• TRY IT:
Type out the records again, exactly as they are.

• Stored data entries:
○ ○ ○
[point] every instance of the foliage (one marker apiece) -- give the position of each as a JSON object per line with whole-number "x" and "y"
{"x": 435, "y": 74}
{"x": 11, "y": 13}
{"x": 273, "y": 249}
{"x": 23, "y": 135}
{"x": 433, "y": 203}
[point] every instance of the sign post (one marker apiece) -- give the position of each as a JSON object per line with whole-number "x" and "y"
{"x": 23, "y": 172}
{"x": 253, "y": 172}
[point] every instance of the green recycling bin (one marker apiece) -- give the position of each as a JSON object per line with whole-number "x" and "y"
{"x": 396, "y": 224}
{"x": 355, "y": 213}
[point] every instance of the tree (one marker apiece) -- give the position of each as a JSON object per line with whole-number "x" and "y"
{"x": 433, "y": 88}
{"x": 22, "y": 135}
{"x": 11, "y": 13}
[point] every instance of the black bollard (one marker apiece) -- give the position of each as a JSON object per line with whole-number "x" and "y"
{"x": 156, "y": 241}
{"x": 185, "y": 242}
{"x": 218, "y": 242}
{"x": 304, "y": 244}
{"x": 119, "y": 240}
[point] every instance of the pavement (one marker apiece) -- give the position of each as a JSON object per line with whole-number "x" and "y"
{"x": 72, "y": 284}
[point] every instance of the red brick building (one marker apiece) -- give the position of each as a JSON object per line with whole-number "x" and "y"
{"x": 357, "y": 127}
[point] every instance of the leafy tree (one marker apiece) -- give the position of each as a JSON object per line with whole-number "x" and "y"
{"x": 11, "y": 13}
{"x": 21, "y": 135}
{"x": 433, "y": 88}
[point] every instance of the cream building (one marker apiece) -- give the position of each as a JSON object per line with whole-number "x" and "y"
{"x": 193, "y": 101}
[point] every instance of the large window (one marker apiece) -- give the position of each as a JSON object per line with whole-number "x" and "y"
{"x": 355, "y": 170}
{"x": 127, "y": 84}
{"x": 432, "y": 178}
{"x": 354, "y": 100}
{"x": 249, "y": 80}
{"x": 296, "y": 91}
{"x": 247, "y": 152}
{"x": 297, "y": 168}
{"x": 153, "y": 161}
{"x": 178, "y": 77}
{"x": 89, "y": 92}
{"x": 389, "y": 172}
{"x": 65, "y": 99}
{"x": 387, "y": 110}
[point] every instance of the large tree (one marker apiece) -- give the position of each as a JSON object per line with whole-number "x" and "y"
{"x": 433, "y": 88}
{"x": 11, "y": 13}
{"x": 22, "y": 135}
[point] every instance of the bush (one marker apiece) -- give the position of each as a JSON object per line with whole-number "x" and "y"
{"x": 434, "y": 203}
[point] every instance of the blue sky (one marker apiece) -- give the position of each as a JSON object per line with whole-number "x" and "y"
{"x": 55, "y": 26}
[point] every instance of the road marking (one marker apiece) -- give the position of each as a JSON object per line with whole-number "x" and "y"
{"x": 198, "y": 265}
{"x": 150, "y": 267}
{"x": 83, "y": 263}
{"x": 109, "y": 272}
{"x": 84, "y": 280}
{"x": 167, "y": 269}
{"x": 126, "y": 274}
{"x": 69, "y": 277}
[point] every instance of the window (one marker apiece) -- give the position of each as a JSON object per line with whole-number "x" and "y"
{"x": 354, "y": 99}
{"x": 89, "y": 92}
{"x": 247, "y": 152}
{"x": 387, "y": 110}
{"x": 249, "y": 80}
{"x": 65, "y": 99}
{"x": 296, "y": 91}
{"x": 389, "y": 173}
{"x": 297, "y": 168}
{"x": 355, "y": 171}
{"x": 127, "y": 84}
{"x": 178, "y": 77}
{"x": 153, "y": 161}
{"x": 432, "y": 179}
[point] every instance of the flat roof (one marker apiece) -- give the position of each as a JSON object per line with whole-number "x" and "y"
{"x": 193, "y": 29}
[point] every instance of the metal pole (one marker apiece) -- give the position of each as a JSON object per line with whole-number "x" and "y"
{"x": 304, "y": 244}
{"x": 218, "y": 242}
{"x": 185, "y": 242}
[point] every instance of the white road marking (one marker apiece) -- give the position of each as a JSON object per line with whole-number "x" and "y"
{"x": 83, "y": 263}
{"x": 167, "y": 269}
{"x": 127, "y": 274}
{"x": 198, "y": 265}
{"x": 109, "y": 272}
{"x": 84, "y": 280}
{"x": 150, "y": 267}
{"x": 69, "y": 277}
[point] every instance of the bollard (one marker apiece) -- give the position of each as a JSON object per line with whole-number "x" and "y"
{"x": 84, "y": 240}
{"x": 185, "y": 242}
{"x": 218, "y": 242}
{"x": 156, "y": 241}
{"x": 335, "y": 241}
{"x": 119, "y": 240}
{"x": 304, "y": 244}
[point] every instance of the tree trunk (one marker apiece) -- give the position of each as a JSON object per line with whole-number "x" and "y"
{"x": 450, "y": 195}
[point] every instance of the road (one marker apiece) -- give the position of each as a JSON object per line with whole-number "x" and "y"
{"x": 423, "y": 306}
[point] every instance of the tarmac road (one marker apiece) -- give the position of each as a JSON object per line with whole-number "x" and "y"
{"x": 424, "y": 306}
○ ○ ○
• RESPONSE TO THE TASK:
[point] every instance of the foliage (one marker apiece) -- give the position of each as a JSON object per line with whole-number "x" and "y"
{"x": 435, "y": 74}
{"x": 11, "y": 13}
{"x": 273, "y": 249}
{"x": 23, "y": 135}
{"x": 433, "y": 203}
[point] every instance of the sign post (one marker apiece) -- give the position of each as a JSON object per line with whole-number "x" and "y"
{"x": 23, "y": 172}
{"x": 253, "y": 172}
[point] every instance of the green recycling bin (one marker apiece) -- give the position of each as a JSON object per line with whole-number "x" and "y"
{"x": 396, "y": 224}
{"x": 355, "y": 213}
[point] every instance of the tree (one marker apiece) -- give the position of each as a JSON object per line with whole-number "x" and "y"
{"x": 433, "y": 88}
{"x": 22, "y": 135}
{"x": 11, "y": 13}
[point] every instance of the black bollard (one marker apiece) -- give the position of each as a JSON object per line with whole-number "x" and "y"
{"x": 156, "y": 241}
{"x": 185, "y": 242}
{"x": 218, "y": 242}
{"x": 304, "y": 244}
{"x": 119, "y": 240}
[point] every instance of the pavement (one marker apiece) -- give the position of each as a JSON object per line with whole-number "x" and "y"
{"x": 72, "y": 284}
[point] every instance of the red brick building (one marker apiece) -- give the position of each as a JSON object per line with whole-number "x" and "y"
{"x": 357, "y": 127}
[point] every instance of the leafy tree (one marker apiece) -- give the position of each as a JSON object per line with whole-number "x" and "y"
{"x": 11, "y": 13}
{"x": 21, "y": 135}
{"x": 433, "y": 88}
[point] every instance of the cream building (one marker apiece) -- give the position of each as a JSON object per line with whole-number "x" and "y"
{"x": 193, "y": 101}
[point] every instance of the large window (one marker apiece) -- give the position of each as a JSON object per line with whole-number "x" and "y"
{"x": 355, "y": 170}
{"x": 127, "y": 84}
{"x": 432, "y": 178}
{"x": 354, "y": 100}
{"x": 249, "y": 80}
{"x": 296, "y": 91}
{"x": 247, "y": 152}
{"x": 297, "y": 168}
{"x": 153, "y": 161}
{"x": 178, "y": 77}
{"x": 89, "y": 92}
{"x": 389, "y": 172}
{"x": 65, "y": 99}
{"x": 387, "y": 110}
[point] every instance of the large tree (one marker apiece) -- give the position of each as a JSON object per line with whole-number "x" and "y"
{"x": 433, "y": 88}
{"x": 11, "y": 13}
{"x": 22, "y": 135}
[point] every instance of the bush (one marker apiece) -- give the position of each as a JSON object per line with whole-number "x" and "y"
{"x": 434, "y": 203}
[point] every instance of the blue sky (one marker apiece) -- give the position of each as a JSON object per line with whole-number "x" and "y"
{"x": 55, "y": 26}
[point] every instance of the road marking (one marker apiece) -- give the position of each as a JSON object per line with whole-number "x" and "y"
{"x": 198, "y": 265}
{"x": 150, "y": 267}
{"x": 83, "y": 263}
{"x": 109, "y": 272}
{"x": 84, "y": 280}
{"x": 167, "y": 269}
{"x": 126, "y": 274}
{"x": 69, "y": 277}
[point] every instance of the window (one marker apiece) -- give the position of each as a JSON object per line with whole-number "x" and "y"
{"x": 354, "y": 99}
{"x": 89, "y": 92}
{"x": 247, "y": 152}
{"x": 387, "y": 110}
{"x": 249, "y": 80}
{"x": 65, "y": 99}
{"x": 296, "y": 91}
{"x": 389, "y": 173}
{"x": 297, "y": 168}
{"x": 355, "y": 171}
{"x": 127, "y": 84}
{"x": 178, "y": 77}
{"x": 153, "y": 161}
{"x": 432, "y": 179}
[point] every instance of the flat roof (one marker apiece) -- give the position of each as a JSON object per line with whole-number "x" and "y"
{"x": 193, "y": 29}
[point] every instance of the metal pole (one marker apiece) -- give the position of each as a JSON object per line with whole-number "x" and "y"
{"x": 304, "y": 244}
{"x": 218, "y": 242}
{"x": 185, "y": 242}
[point] every instance of the white road marking (one marker apiece) -- give the position of each as a JSON object per line with whole-number "x" and "y"
{"x": 83, "y": 263}
{"x": 167, "y": 269}
{"x": 127, "y": 274}
{"x": 198, "y": 265}
{"x": 109, "y": 272}
{"x": 84, "y": 280}
{"x": 150, "y": 267}
{"x": 69, "y": 277}
[point] every instance of the bollard (one marker apiece) -- give the position of each as a JSON object per line with whole-number "x" and "y"
{"x": 84, "y": 240}
{"x": 185, "y": 242}
{"x": 218, "y": 242}
{"x": 156, "y": 241}
{"x": 335, "y": 241}
{"x": 119, "y": 240}
{"x": 304, "y": 244}
[point] every instance of the tree trunk (one marker apiece) -- give the position of each as a JSON object per line with whole-number "x" and "y"
{"x": 450, "y": 195}
[point] every instance of the road (one marker apiece) -- give the position of each as a JSON object per line with whole-number "x" and "y"
{"x": 423, "y": 306}
[point] every instance of the tarmac road (one marker apiece) -- give the position of each as a JSON object per line with whole-number "x" and "y"
{"x": 424, "y": 306}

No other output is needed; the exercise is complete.